= TASK 1 =
Which lines in the listing below contain the word "roof"? Copy each of them.

#### PAGE TEXT

I have a bad habit of first saying “no” to new ideas or suggestions. I might come around later, doing a 180 degree turn that surprises everyone, but I start from “no,” which makes getting to “yes” a much longer trip. It isn’t that I’m not adventurous or am not interested in new ideas. It is more a result of being a planner and organizer. Spontaneity and change are not easy traits for those of us who keep a tightly-scheduled datebook in our heads.
But this was all before we got Blazer.
At the beginning of the school year, my friend Jara asked me in passing if she could get my daughter Clara a frog. Clara is crazy about frogs and receives quite a bit of frog memorabilia, which is rapidly filling her room. But what was one more stuffed animal, so I said, “Sure.”
Jara’s eyes widened with disbelief, “Really? I can get Clara a frog. You mean it?”
“Er, sure.” I was a little confused by her reaction. I mean, I know I’m the strictest mom on the block, but I’m not so unyielding that I wouldn’t let my daughter receive a little gift.
Jara smiled broadly and clapped her hands together. “I’m so excited! Clara will love it. Let’s keep it a surprise. I’ll pick it up tomorrow and give it to her after school.”
“Okay,” I said slowly. Jara is a bright, happy spirit, but even so, her excitement seemed a little over the top.
“I’ll get a little cage. I think they are pretty hardy so you won’t even need a heat lamp,” she chirped happily. “They really aren’t supposed to be any trouble at all.”
The dime finally dropped. “You mean you want to get her a REAL frog?” I screeched.
Jara froze. “Actually, a Fire-Bellied Toad. They’re really cute.”

########
#### RECORDS FOR THIS EXERCISE

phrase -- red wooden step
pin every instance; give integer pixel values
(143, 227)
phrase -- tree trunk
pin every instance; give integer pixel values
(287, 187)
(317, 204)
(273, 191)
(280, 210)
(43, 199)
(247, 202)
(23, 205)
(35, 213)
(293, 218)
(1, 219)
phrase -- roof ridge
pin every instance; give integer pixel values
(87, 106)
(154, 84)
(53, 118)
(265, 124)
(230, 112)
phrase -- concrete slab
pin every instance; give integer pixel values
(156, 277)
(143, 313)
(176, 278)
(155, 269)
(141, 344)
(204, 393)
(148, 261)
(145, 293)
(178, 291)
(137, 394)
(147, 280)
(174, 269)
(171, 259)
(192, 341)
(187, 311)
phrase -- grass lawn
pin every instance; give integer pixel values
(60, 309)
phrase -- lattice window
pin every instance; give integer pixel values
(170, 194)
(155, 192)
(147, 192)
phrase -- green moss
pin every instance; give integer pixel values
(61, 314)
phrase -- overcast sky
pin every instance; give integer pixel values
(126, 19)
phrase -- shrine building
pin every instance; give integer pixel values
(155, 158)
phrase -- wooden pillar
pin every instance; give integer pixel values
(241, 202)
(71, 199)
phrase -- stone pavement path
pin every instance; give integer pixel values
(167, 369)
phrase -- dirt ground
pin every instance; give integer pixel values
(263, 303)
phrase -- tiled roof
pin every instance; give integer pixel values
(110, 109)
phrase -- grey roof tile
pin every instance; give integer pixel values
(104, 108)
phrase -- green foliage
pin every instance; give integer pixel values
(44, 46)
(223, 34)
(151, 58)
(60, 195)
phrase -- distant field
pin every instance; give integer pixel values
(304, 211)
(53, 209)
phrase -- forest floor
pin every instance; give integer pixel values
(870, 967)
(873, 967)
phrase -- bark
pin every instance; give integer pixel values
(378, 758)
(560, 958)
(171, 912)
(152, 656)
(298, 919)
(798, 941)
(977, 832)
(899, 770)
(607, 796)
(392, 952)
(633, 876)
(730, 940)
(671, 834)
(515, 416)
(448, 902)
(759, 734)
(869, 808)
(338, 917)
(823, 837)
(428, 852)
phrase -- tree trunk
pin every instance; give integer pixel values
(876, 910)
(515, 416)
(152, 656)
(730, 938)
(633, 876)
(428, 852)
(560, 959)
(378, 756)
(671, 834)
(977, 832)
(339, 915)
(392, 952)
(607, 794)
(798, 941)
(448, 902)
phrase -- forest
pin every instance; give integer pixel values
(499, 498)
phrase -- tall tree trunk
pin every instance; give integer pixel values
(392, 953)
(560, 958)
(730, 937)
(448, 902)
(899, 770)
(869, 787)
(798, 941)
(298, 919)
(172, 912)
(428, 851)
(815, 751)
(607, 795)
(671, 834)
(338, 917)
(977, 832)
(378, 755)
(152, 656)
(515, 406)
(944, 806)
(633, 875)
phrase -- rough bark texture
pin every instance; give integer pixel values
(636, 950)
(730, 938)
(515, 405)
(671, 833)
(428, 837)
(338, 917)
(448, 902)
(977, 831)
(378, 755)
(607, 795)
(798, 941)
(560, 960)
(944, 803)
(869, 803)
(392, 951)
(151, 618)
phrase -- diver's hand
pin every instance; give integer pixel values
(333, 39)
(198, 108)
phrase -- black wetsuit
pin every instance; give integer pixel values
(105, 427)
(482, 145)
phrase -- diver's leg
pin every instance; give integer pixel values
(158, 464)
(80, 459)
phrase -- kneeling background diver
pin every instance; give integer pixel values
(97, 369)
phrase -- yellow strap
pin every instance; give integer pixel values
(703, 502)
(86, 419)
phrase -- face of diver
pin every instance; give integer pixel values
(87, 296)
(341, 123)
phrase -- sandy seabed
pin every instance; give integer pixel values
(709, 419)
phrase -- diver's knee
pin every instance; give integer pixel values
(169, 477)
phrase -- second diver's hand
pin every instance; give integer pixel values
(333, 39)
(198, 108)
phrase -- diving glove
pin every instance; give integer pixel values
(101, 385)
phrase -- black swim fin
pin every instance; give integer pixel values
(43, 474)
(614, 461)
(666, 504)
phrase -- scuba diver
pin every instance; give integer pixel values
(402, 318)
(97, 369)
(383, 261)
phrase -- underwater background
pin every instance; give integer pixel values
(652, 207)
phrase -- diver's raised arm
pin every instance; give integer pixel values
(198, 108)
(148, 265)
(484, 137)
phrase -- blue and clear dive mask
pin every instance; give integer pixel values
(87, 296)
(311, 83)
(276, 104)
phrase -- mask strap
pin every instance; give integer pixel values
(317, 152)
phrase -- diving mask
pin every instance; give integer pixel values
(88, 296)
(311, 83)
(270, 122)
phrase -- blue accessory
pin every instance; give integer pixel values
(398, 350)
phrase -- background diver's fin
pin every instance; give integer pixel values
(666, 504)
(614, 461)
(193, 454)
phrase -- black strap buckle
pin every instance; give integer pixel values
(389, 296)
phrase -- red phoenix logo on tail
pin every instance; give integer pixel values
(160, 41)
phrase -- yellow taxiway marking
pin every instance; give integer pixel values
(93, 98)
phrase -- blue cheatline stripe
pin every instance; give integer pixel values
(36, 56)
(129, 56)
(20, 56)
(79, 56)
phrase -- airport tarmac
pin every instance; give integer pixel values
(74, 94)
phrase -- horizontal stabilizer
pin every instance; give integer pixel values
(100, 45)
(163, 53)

########

= TASK 2 =
Answer these questions from the essay about the frog:
(a) What kind of animal is Clara crazy about?
(b) What creature does Jara actually plan to get for Clara?
(c) Why does Jara think a heat lamp won't be needed?

= TASK OUTPUT 1 =
phrase -- roof ridge
phrase -- tiled roof
phrase -- grey roof tile

= TASK OUTPUT 2 =
(a) Frogs.
(b) A Fire-Bellied Toad.
(c) She thinks they are pretty hardy.